3 Key Tenets of a Modern Incident Response Plan
Businesses today operate in a “not if, but when” risk environment. This means that every entity at some point will likely experience a significant disruption from one cause or another, whether a natural catastrophe, climate-related event, cyber incident, legal or regulatory snafu or reputational crisis.
Many have started looking inward at their response plans to such disruptions. The consensus seems to be that a more integrated and comprehensive incident response plan is needed. Traditional business continuity and disaster response plans deal with traditional (read: tangible) exposures. In most cases, this means a reactive approach to recovery. An event happens, you assess the damage, gather the resources you need to fix it, and move forward as quickly as possible.
Intangible assets are more difficult to protect but have grown vastly more valuable, and the threats against them more unpredictable.
To contend with these risks, however, businesses need less of a plan and more of a decision-making framework that allows flexibility and collaboration on a real-time response.
“We’ve learned a lot in the past 20 years about behavioral cognitive science — how people think,” said Sean Murphy, Crisis Management & Business Continuity Leader, BDO USA. “We understand better how people behave in conflict situation.”
In short, initial reaction to a crisis is panic, not a calm and clear thought process. In an environment where it is impossible to be prepared for every consequence of every event, business leaders instead need to practice the art of thinking strategically in a pinch.

Dataset records
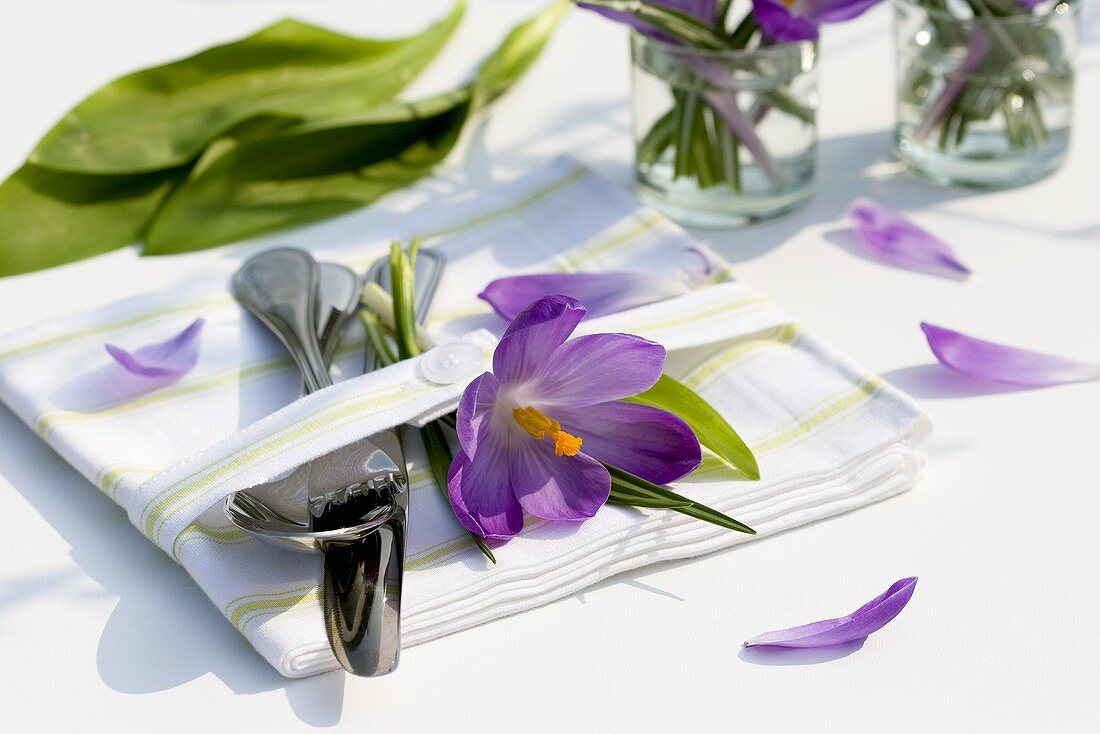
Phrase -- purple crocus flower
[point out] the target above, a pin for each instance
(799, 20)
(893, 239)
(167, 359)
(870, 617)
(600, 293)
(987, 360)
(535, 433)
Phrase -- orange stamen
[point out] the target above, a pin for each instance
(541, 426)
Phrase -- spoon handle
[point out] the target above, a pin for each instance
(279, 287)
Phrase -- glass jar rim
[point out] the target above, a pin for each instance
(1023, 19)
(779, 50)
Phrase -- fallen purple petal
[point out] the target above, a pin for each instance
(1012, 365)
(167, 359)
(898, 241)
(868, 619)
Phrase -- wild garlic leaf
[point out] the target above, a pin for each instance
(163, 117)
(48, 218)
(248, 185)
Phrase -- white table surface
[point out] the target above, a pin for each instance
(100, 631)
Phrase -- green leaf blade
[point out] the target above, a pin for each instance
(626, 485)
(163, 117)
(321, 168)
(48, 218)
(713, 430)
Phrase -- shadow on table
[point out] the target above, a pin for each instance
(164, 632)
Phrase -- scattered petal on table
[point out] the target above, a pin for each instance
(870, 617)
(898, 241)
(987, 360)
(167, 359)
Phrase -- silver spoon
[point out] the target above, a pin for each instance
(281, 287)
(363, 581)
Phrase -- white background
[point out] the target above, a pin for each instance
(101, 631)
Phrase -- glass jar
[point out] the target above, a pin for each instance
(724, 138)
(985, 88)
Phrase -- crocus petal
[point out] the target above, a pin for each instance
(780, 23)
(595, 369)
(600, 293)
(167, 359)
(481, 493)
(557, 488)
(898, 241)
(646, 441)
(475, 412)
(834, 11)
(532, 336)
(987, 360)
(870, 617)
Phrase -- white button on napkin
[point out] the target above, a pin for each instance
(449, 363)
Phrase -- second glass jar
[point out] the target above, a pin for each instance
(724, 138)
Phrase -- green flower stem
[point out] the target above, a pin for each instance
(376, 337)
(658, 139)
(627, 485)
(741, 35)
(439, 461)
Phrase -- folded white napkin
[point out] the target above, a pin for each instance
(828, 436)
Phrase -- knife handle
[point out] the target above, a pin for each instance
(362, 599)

Direction 1
According to the article on incident response plans, what is the initial reaction to a crisis?
Direction 2
Reproduce the stretch of the records from the line containing "Phrase -- knife handle" through the end of the records.
The article on incident response plans has no connection to the records.

Answer 1
Panic, not a calm and clear thought process.

Answer 2
Phrase -- knife handle
[point out] the target above, a pin for each instance
(362, 599)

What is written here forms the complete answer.